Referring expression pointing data
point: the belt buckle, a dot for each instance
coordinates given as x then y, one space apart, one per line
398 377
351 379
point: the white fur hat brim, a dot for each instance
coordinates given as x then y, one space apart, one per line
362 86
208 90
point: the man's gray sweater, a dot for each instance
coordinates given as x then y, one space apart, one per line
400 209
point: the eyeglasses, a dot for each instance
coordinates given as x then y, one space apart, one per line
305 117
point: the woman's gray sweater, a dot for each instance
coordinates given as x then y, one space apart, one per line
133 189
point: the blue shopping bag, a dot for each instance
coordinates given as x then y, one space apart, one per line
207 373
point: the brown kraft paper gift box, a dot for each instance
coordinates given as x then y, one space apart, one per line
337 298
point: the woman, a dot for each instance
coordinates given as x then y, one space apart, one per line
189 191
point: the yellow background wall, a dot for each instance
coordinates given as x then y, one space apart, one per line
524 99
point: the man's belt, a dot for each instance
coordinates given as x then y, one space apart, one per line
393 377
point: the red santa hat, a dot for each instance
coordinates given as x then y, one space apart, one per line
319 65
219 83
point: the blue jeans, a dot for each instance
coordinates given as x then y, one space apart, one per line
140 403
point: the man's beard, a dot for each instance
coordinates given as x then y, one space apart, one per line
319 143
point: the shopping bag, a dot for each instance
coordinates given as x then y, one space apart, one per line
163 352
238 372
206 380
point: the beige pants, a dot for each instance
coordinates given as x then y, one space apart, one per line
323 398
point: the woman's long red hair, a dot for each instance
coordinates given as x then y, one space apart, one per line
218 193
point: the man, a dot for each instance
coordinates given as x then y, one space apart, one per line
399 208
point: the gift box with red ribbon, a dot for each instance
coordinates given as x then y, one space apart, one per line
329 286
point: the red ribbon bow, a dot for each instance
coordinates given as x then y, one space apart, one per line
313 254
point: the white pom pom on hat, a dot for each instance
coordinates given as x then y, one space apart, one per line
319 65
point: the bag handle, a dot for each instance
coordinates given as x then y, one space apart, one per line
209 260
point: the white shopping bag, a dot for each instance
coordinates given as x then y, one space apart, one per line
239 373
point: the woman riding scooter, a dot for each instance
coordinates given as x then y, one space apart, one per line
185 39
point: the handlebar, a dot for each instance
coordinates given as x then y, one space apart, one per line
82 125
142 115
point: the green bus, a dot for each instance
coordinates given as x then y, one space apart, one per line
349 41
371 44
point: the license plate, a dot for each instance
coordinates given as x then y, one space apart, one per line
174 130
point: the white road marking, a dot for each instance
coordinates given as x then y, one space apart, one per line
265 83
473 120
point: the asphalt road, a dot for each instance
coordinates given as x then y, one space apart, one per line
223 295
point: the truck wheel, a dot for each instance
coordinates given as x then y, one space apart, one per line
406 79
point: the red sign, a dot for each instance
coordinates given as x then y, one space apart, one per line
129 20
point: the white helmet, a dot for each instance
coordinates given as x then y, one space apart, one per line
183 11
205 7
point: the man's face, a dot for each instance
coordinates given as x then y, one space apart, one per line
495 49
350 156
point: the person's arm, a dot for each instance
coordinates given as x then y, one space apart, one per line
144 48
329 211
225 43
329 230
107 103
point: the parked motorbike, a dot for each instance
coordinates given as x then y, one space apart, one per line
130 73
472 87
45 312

### Exercise prompt
All lines that hold the word "gray" should be copied from the data.

### Solution to this exercise
point: the man's gray sweater, a dot for each instance
point: the woman's gray sweater, a dot for each instance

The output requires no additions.